### EXERCISE DIRECTIONS
Report each line of the entries that includes "water" by copying it.

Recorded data
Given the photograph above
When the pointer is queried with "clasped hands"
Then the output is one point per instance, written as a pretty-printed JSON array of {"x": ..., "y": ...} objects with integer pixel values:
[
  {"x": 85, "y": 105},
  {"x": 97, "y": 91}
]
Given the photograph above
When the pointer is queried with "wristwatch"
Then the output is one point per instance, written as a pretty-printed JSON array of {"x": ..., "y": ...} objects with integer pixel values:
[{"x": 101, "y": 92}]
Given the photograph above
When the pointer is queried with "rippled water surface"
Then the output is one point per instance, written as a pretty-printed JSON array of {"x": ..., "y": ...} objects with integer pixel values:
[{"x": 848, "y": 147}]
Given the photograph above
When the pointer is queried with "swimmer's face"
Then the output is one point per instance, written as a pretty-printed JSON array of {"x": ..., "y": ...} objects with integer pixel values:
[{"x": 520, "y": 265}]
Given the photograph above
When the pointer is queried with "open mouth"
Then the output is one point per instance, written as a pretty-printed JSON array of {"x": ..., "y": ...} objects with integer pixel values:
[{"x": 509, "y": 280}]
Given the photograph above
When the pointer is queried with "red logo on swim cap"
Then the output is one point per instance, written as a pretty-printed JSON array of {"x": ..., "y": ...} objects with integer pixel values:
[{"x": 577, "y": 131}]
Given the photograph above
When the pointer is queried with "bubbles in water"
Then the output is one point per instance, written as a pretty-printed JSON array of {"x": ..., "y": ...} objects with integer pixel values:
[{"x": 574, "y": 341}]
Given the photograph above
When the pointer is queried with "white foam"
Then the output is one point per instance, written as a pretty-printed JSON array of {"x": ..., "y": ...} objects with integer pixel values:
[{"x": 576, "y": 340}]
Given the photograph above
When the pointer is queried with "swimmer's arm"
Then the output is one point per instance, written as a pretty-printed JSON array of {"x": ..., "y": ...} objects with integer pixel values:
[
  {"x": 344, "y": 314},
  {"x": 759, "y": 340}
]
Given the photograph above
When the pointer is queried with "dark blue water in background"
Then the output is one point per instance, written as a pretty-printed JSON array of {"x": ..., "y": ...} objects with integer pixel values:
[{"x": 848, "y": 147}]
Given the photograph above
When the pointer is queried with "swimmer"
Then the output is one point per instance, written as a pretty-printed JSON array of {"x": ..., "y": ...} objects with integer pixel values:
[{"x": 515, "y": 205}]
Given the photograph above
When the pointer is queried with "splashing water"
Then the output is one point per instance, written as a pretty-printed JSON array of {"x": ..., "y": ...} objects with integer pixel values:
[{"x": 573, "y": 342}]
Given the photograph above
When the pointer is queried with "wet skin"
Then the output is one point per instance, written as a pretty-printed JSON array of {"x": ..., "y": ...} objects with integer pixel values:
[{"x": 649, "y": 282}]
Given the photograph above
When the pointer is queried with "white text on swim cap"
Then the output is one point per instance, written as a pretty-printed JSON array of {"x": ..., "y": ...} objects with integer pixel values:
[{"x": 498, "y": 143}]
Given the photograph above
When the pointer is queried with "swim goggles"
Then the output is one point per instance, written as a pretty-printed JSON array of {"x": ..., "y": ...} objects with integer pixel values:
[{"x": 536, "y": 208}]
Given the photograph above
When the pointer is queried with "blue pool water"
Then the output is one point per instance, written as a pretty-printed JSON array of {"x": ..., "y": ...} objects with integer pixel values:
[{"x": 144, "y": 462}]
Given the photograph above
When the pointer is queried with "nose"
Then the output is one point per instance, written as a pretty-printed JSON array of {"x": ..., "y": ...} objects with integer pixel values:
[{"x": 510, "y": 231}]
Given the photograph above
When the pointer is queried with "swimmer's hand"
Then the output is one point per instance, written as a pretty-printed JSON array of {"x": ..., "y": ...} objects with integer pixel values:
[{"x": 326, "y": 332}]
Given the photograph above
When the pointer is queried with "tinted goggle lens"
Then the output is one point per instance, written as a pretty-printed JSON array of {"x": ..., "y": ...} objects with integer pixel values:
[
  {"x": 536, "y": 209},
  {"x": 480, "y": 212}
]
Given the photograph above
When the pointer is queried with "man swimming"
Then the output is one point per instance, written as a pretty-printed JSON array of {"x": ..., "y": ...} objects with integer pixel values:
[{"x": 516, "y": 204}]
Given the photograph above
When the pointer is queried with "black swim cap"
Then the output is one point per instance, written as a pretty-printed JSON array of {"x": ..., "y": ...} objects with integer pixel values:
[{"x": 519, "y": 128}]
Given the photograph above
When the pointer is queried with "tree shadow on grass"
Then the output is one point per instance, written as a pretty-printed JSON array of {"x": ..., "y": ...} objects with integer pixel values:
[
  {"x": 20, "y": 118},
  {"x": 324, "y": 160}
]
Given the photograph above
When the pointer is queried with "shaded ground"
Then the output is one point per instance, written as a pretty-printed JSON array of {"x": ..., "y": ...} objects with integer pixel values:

### THE ANSWER
When the pointer is queried with "rippled water surface"
When the pointer is queried with "bubbles in water"
When the pointer is queried with "dark blue water in background"
When the pointer is queried with "splashing water"
When the pointer is queried with "blue pool water"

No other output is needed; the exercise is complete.